Required work: Print out every line of the listing below without alteration.

Listed records:
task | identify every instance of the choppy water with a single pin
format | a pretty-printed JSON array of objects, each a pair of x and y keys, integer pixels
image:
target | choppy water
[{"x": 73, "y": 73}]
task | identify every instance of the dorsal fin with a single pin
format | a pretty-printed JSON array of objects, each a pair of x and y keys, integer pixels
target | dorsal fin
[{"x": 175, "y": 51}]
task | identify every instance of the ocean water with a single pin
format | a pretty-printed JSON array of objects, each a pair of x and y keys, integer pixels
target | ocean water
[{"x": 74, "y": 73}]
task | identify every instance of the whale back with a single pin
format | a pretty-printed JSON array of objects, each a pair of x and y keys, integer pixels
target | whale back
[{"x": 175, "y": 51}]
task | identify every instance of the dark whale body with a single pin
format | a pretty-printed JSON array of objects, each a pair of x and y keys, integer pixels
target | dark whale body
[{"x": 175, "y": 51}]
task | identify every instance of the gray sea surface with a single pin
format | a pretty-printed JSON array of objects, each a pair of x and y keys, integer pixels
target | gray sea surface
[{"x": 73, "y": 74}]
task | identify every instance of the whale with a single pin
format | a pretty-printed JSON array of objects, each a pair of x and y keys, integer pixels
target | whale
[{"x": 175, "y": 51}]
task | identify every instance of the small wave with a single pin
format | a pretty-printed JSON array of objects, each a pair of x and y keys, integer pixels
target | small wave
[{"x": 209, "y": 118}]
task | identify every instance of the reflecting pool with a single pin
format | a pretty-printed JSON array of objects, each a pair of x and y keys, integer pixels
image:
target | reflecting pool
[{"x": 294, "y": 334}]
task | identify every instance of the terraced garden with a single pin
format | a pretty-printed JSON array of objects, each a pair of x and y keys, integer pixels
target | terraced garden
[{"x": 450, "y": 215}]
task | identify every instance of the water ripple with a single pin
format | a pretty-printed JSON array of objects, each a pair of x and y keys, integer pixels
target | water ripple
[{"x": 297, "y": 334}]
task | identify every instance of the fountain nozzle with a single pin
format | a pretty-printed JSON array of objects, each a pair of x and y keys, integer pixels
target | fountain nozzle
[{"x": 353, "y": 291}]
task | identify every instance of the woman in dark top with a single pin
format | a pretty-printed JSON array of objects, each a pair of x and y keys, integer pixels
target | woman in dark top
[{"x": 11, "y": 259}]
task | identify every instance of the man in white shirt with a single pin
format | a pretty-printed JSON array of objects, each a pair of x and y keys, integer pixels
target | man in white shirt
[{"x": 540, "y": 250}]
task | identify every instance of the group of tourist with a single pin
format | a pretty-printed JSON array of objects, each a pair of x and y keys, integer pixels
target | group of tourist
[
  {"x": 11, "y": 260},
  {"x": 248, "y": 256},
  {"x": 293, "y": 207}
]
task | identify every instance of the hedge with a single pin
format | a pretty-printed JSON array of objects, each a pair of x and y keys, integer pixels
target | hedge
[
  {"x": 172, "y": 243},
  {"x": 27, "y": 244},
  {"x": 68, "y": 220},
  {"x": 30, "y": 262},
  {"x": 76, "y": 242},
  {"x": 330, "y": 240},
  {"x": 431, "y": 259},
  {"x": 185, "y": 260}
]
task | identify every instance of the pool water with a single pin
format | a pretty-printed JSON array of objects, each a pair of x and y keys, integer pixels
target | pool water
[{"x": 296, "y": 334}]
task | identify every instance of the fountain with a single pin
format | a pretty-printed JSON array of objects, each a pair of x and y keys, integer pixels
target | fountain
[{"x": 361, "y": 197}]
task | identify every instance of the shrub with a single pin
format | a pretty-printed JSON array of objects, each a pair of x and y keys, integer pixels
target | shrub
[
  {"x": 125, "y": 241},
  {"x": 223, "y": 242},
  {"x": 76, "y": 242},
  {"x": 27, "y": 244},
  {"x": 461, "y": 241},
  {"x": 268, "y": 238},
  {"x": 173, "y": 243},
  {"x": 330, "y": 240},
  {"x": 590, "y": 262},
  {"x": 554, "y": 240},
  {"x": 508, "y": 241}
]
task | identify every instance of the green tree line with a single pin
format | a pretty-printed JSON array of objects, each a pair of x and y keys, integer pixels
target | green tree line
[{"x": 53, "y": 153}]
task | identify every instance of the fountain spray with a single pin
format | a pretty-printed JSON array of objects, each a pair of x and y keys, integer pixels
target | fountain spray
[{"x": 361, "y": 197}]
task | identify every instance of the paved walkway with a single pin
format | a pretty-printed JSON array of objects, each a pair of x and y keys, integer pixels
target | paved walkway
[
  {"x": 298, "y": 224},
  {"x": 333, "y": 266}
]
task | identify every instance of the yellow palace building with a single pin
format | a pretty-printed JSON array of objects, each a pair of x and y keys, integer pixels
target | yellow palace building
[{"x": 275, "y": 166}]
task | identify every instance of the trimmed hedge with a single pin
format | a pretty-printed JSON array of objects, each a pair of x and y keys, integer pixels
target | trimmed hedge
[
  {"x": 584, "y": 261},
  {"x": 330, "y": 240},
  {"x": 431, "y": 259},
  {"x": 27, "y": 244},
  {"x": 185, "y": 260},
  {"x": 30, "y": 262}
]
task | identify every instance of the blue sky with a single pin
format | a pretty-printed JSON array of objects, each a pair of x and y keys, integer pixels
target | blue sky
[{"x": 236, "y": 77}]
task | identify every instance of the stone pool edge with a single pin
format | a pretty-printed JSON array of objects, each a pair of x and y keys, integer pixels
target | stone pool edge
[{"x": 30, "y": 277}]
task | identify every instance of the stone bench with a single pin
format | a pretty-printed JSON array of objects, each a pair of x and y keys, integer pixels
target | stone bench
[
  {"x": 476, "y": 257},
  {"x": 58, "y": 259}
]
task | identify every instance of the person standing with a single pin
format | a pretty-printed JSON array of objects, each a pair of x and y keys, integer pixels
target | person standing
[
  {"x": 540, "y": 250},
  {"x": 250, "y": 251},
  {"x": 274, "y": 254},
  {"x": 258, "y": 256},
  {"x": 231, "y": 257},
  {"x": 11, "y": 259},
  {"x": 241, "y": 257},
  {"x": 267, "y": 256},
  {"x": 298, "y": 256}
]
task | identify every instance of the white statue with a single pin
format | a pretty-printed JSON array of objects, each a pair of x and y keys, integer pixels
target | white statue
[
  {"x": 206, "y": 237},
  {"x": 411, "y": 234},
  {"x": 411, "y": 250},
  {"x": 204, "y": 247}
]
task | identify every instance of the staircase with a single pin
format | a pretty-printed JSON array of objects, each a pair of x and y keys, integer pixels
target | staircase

Response to the task:
task | identify every instance of the choppy water with a single pin
format | a pretty-printed JSON array of objects, each a pair of x and y keys, integer pixels
image:
target | choppy water
[{"x": 73, "y": 73}]
task | identify every instance of the dorsal fin with a single pin
format | a pretty-printed JSON array of objects, each a pair of x and y keys, integer pixels
target | dorsal fin
[{"x": 175, "y": 51}]
task | identify every instance of the ocean water with a single pin
format | a pretty-printed JSON array of objects, each a pair of x and y keys, integer pixels
target | ocean water
[{"x": 74, "y": 73}]
task | identify every instance of the whale back with a single pin
format | a pretty-printed JSON array of objects, each a pair of x and y keys, integer pixels
target | whale back
[{"x": 175, "y": 51}]
task | identify every instance of the dark whale body with a single pin
format | a pretty-printed JSON array of objects, each a pair of x and y keys, integer pixels
target | dark whale body
[{"x": 175, "y": 51}]
task | identify every instance of the gray sea surface with a single pin
format | a pretty-printed JSON array of objects, each a pair of x and y keys, integer pixels
target | gray sea surface
[{"x": 73, "y": 74}]
task | identify every instance of the whale with a single pin
format | a pretty-printed JSON array of objects, each a pair of x and y keys, integer pixels
target | whale
[{"x": 175, "y": 51}]
task | identify every instance of the small wave with a single pin
format | a pretty-printed JSON array of objects, each a pair of x and y keys, integer pixels
target | small wave
[{"x": 209, "y": 118}]
task | identify every instance of the reflecting pool with a single pin
format | a pretty-printed JSON array of objects, each a pair of x and y keys, integer pixels
image:
target | reflecting pool
[{"x": 294, "y": 334}]
task | identify every instance of the terraced garden with a single pin
format | a pretty-printed JSON array of objects, each a pair of x and y keys, integer pixels
target | terraced garden
[{"x": 450, "y": 215}]
task | identify every instance of the water ripple with a single pin
format | a pretty-printed JSON array of objects, each a pair of x and y keys, integer pixels
target | water ripple
[{"x": 297, "y": 334}]
task | identify every instance of the fountain nozzle with a single pin
format | a pretty-printed JSON array of objects, each a pair of x and y keys, integer pixels
target | fountain nozzle
[{"x": 353, "y": 291}]
task | identify every instance of the woman in dark top with a single pin
format | a pretty-printed JSON array of objects, each a pair of x and y keys, integer pixels
target | woman in dark top
[{"x": 11, "y": 259}]
task | identify every instance of the man in white shirt with a single pin
format | a pretty-printed JSON array of objects, each a pair of x and y keys, integer pixels
target | man in white shirt
[{"x": 540, "y": 250}]
task | identify every instance of the group of tourist with a single pin
format | a pretty-printed JSON array of objects, each a pair of x and y keys, integer pixels
target | group of tourist
[
  {"x": 11, "y": 260},
  {"x": 248, "y": 256},
  {"x": 293, "y": 207}
]
task | identify every instance of the hedge with a single pin
format | a pretty-printed JSON array of objects, each a pair of x and y keys, integer pixels
target | hedge
[
  {"x": 172, "y": 243},
  {"x": 27, "y": 244},
  {"x": 68, "y": 220},
  {"x": 30, "y": 262},
  {"x": 76, "y": 242},
  {"x": 330, "y": 240},
  {"x": 431, "y": 259},
  {"x": 185, "y": 260}
]
task | identify every instance of the pool water with a single pin
format | a pretty-printed JSON array of objects, each a pair of x and y keys, integer pixels
target | pool water
[{"x": 296, "y": 334}]
task | identify every instance of the fountain with a single pin
format | a pretty-printed JSON array of objects, each a pair of x and y keys, integer pixels
target | fountain
[{"x": 361, "y": 197}]
task | identify every instance of the shrub with a single pin
format | a pretty-printed JSON array of objects, each a pair of x and y keys, integer pixels
target | shrub
[
  {"x": 125, "y": 241},
  {"x": 223, "y": 242},
  {"x": 76, "y": 242},
  {"x": 27, "y": 244},
  {"x": 461, "y": 241},
  {"x": 268, "y": 238},
  {"x": 173, "y": 243},
  {"x": 330, "y": 240},
  {"x": 590, "y": 262},
  {"x": 554, "y": 240},
  {"x": 508, "y": 241}
]
task | identify every instance of the green tree line with a single pin
format | a pretty-printed JSON array of objects, each a pair of x and y keys, integer pixels
target | green tree line
[{"x": 53, "y": 153}]
task | identify every instance of the fountain spray with a single pin
format | a pretty-printed JSON array of objects, each a pair of x and y keys, integer pixels
target | fountain spray
[{"x": 361, "y": 197}]
task | identify every instance of the paved walkway with a single pin
format | a pretty-printed JSON array of objects, each a pair of x and y keys, integer pixels
target | paved walkway
[
  {"x": 298, "y": 224},
  {"x": 333, "y": 266}
]
task | identify every instance of the yellow palace building with a single pin
format | a pretty-printed JSON array of objects, each a pair of x and y keys, integer pixels
target | yellow palace building
[{"x": 275, "y": 166}]
task | identify every instance of the trimmed hedge with a single pin
format | a pretty-printed JSON array of objects, each a pair of x and y keys, integer pixels
target | trimmed hedge
[
  {"x": 584, "y": 261},
  {"x": 330, "y": 240},
  {"x": 431, "y": 259},
  {"x": 27, "y": 244},
  {"x": 185, "y": 260},
  {"x": 30, "y": 262}
]
task | identify every instance of the blue sky with a single pin
format | a pretty-printed JSON array of objects, each a pair of x and y keys, integer pixels
target | blue sky
[{"x": 236, "y": 77}]
task | identify every instance of the stone pool edge with a single pin
format | a pretty-printed JSON array of objects, each a pair of x and y keys, integer pixels
target | stone pool edge
[{"x": 30, "y": 277}]
task | identify every instance of the stone bench with a single pin
format | a pretty-printed JSON array of objects, each a pair of x and y keys, integer pixels
target | stone bench
[
  {"x": 476, "y": 257},
  {"x": 58, "y": 259}
]
task | identify every instance of the person standing with a single pin
format | a pretty-printed JSON array of objects, each a pair of x and y keys, integer pixels
target | person standing
[
  {"x": 540, "y": 250},
  {"x": 250, "y": 251},
  {"x": 274, "y": 254},
  {"x": 258, "y": 256},
  {"x": 231, "y": 257},
  {"x": 11, "y": 259},
  {"x": 241, "y": 257},
  {"x": 267, "y": 256},
  {"x": 298, "y": 256}
]
task | identify every instance of the white statue with a single pin
format | a pretty-printed JSON array of objects, each a pair of x and y keys, integer pixels
target | white statue
[
  {"x": 206, "y": 237},
  {"x": 411, "y": 234},
  {"x": 411, "y": 250},
  {"x": 204, "y": 247}
]
task | identify every instance of the staircase with a single pin
format | a pretty-printed JSON array of objects, each a pair of x and y keys, integer pixels
target | staircase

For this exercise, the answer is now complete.